## [Instruction]
Copy every line of the records below, character for character.

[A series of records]
%%

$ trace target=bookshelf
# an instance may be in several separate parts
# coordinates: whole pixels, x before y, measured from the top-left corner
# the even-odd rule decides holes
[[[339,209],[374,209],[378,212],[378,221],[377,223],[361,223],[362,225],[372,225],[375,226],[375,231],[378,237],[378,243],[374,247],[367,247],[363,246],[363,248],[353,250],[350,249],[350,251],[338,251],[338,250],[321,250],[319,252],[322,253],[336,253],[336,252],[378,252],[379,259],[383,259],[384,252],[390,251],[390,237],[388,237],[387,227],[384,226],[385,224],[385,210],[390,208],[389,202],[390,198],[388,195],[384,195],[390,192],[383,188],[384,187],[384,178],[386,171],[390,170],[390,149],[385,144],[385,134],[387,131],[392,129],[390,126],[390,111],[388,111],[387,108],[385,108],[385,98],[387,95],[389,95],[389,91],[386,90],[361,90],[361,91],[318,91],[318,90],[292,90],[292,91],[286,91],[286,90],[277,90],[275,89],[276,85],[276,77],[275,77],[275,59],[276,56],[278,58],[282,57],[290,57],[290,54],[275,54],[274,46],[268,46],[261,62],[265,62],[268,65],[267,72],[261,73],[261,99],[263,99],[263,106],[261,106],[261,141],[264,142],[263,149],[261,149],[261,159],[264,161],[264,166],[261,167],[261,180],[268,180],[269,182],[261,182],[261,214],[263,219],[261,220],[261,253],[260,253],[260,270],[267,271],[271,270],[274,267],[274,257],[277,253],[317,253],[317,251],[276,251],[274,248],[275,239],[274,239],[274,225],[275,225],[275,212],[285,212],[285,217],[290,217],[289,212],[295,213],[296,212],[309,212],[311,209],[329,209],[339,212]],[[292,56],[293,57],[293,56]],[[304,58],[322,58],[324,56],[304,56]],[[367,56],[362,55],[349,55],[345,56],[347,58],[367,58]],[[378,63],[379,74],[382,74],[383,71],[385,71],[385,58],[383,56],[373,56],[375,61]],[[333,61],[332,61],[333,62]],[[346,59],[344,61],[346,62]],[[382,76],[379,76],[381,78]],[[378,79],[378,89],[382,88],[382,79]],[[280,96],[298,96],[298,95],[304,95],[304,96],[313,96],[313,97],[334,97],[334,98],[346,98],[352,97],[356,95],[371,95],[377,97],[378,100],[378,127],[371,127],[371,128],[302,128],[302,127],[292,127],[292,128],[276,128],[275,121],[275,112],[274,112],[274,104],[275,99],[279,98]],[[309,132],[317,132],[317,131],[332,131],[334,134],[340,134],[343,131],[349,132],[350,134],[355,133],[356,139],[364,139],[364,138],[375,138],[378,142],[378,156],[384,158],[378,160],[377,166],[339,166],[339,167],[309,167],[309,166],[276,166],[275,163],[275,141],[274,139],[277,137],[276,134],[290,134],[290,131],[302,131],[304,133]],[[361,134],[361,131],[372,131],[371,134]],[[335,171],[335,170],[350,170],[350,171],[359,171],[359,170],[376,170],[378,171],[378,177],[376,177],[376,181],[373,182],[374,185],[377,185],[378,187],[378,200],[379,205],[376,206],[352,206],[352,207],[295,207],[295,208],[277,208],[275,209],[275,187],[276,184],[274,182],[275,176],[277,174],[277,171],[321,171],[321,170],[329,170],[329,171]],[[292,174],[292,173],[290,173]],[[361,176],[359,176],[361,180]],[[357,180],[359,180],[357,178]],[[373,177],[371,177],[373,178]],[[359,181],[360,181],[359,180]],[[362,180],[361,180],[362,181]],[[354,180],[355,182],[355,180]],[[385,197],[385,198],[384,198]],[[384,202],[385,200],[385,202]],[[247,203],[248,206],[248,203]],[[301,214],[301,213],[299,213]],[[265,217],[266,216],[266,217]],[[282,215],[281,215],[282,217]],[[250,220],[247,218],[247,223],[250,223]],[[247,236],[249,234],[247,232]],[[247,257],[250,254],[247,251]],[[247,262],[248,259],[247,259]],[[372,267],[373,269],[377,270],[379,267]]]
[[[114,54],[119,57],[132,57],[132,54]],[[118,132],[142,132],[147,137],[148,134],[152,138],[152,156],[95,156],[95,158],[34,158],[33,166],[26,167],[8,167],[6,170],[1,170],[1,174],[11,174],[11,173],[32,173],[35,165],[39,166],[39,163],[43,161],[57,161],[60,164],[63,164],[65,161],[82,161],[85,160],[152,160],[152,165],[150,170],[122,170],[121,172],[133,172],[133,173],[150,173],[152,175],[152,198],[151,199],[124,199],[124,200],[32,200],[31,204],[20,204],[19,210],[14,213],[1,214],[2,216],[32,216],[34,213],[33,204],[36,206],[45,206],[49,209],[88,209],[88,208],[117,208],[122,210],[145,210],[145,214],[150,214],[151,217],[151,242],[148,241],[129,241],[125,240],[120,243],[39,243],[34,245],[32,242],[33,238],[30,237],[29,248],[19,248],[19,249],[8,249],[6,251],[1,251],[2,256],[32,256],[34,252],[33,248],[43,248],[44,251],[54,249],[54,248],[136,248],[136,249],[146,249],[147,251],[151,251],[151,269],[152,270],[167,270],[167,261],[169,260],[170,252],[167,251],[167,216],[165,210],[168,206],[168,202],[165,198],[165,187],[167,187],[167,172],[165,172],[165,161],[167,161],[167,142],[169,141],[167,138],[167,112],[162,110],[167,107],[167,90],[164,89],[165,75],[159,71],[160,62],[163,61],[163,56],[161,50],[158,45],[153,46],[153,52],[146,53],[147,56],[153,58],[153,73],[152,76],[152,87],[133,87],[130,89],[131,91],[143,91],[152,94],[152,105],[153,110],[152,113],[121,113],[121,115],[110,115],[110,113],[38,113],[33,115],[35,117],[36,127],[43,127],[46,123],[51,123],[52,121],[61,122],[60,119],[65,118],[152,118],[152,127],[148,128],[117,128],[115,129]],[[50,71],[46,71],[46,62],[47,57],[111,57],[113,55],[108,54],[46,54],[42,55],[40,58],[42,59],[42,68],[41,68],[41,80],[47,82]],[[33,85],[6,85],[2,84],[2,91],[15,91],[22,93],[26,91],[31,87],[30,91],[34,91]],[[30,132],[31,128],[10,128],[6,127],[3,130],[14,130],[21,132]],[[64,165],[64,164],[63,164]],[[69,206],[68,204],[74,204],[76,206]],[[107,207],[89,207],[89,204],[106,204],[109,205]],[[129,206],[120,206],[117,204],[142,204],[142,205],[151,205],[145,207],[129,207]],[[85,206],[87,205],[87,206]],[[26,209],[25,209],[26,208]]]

%%

## [The response]
$ trace target=bookshelf
# an instance may be in several separate parts
# coordinates: whole pixels, x before y, measured from the top-left corner
# the even-odd rule decides holes
[[[339,209],[374,209],[378,212],[378,221],[377,223],[361,223],[362,225],[372,225],[375,226],[375,231],[378,237],[378,243],[374,247],[367,247],[363,246],[363,248],[353,250],[350,249],[350,251],[338,251],[338,250],[321,250],[319,252],[322,253],[336,253],[336,252],[378,252],[379,259],[383,259],[384,252],[390,251],[390,237],[388,237],[387,227],[384,226],[385,224],[385,210],[390,208],[389,202],[390,198],[388,195],[384,195],[390,192],[383,188],[384,187],[384,178],[386,171],[390,170],[390,149],[385,144],[385,134],[387,131],[392,129],[390,126],[390,111],[388,111],[387,108],[385,108],[385,98],[387,95],[389,95],[389,91],[386,90],[361,90],[361,91],[318,91],[318,90],[292,90],[292,91],[286,91],[286,90],[277,90],[275,89],[276,85],[276,77],[275,77],[275,59],[276,56],[278,58],[282,57],[290,57],[290,54],[275,54],[274,46],[268,46],[261,62],[265,62],[268,65],[267,72],[261,73],[261,99],[263,99],[263,106],[261,106],[261,141],[264,142],[263,149],[261,149],[261,159],[264,161],[264,166],[261,167],[261,180],[268,180],[269,182],[261,182],[261,214],[263,219],[261,220],[261,253],[260,253],[260,270],[267,271],[271,270],[274,267],[274,257],[277,253],[317,253],[317,251],[276,251],[274,248],[275,239],[274,239],[274,225],[275,225],[275,212],[285,212],[285,217],[290,217],[289,212],[295,213],[296,212],[309,212],[311,209],[329,209],[339,212]],[[292,56],[293,57],[293,56]],[[304,58],[322,58],[324,56],[304,56]],[[367,56],[362,55],[349,55],[345,56],[347,58],[367,58]],[[378,63],[379,74],[382,74],[383,71],[385,71],[385,58],[383,56],[373,56],[375,61]],[[333,61],[332,61],[333,62]],[[346,59],[344,61],[346,62]],[[382,76],[379,76],[381,78]],[[378,79],[378,89],[382,88],[382,79]],[[280,96],[298,96],[298,95],[304,95],[304,96],[313,96],[313,97],[334,97],[334,98],[346,98],[352,97],[356,95],[371,95],[377,97],[378,100],[378,127],[371,127],[371,128],[302,128],[302,127],[292,127],[292,128],[276,128],[275,121],[275,112],[274,112],[274,104],[275,99],[279,98]],[[309,132],[317,132],[317,131],[332,131],[334,134],[340,134],[343,131],[349,132],[350,134],[355,133],[356,139],[364,139],[364,138],[375,138],[378,142],[378,156],[384,158],[378,160],[377,166],[339,166],[339,167],[309,167],[309,166],[276,166],[275,163],[275,141],[274,139],[277,137],[276,134],[290,134],[290,131],[302,131],[304,133]],[[361,134],[361,131],[372,131],[371,134]],[[335,171],[335,170],[350,170],[350,171],[359,171],[359,170],[376,170],[378,171],[378,177],[376,177],[376,181],[373,182],[374,185],[377,185],[378,187],[378,200],[379,205],[376,206],[352,206],[352,207],[295,207],[295,208],[277,208],[275,209],[275,187],[276,184],[274,182],[275,176],[277,174],[277,171],[321,171],[321,170],[329,170],[329,171]],[[292,174],[292,173],[290,173]],[[361,176],[359,176],[361,180]],[[357,180],[359,180],[357,178]],[[373,177],[371,177],[373,178]],[[359,181],[360,181],[359,180]],[[362,180],[361,180],[362,181]],[[354,180],[355,182],[355,180]],[[385,197],[385,198],[384,198]],[[384,202],[385,200],[385,202]],[[247,203],[248,206],[248,203]],[[301,214],[301,213],[299,213]],[[265,217],[266,216],[266,217]],[[282,215],[281,215],[282,217]],[[250,220],[247,218],[247,223],[250,223]],[[247,236],[249,234],[247,232]],[[247,257],[250,254],[247,251]],[[247,262],[248,259],[247,259]],[[372,267],[373,269],[377,270],[379,267]]]
[[[114,54],[119,57],[132,57],[132,54]],[[118,132],[142,132],[147,137],[148,134],[152,138],[152,156],[95,156],[95,158],[34,158],[33,166],[26,167],[8,167],[6,170],[1,170],[1,174],[11,174],[11,173],[32,173],[35,165],[39,166],[39,163],[43,161],[57,161],[60,164],[63,164],[65,161],[82,161],[85,160],[152,160],[152,165],[150,170],[122,170],[121,172],[133,172],[133,173],[150,173],[152,175],[152,198],[151,199],[124,199],[124,200],[32,200],[31,204],[20,204],[19,210],[14,213],[1,214],[2,216],[32,216],[34,213],[33,204],[36,206],[45,206],[49,209],[88,209],[88,208],[117,208],[122,210],[145,210],[145,214],[150,214],[151,217],[151,242],[148,241],[129,241],[125,240],[120,243],[39,243],[34,245],[32,242],[33,238],[30,237],[29,248],[19,248],[19,249],[8,249],[6,251],[1,251],[2,256],[32,256],[34,252],[33,248],[43,248],[44,251],[54,249],[54,248],[136,248],[136,249],[146,249],[147,251],[151,251],[151,269],[152,270],[167,270],[167,261],[169,260],[170,252],[167,251],[167,216],[165,210],[168,206],[168,202],[165,198],[165,187],[167,187],[167,172],[165,172],[165,161],[167,161],[167,142],[169,141],[167,138],[167,112],[162,110],[167,107],[167,90],[164,89],[165,75],[159,71],[160,62],[163,61],[163,56],[161,50],[158,45],[153,46],[153,52],[146,53],[147,56],[153,58],[153,73],[152,76],[152,87],[133,87],[130,89],[131,91],[143,91],[152,94],[152,105],[153,110],[152,113],[121,113],[121,115],[110,115],[110,113],[38,113],[33,115],[35,117],[36,127],[43,127],[46,123],[51,123],[52,121],[61,122],[60,119],[65,118],[152,118],[152,127],[148,128],[117,128],[115,129]],[[50,71],[46,71],[46,62],[47,57],[111,57],[113,55],[108,54],[46,54],[42,55],[40,58],[42,59],[42,68],[41,68],[41,80],[47,82]],[[33,85],[6,85],[2,84],[2,91],[15,91],[22,93],[26,91],[31,87],[30,91],[34,91]],[[30,132],[31,128],[10,128],[6,127],[3,130],[14,130],[21,132]],[[64,165],[64,164],[63,164]],[[69,206],[68,204],[74,204],[76,206]],[[107,207],[89,207],[89,204],[106,204],[109,205]],[[129,206],[120,206],[117,204],[142,204],[142,205],[151,205],[145,207],[129,207]],[[85,206],[87,205],[87,206]],[[26,209],[25,209],[26,208]]]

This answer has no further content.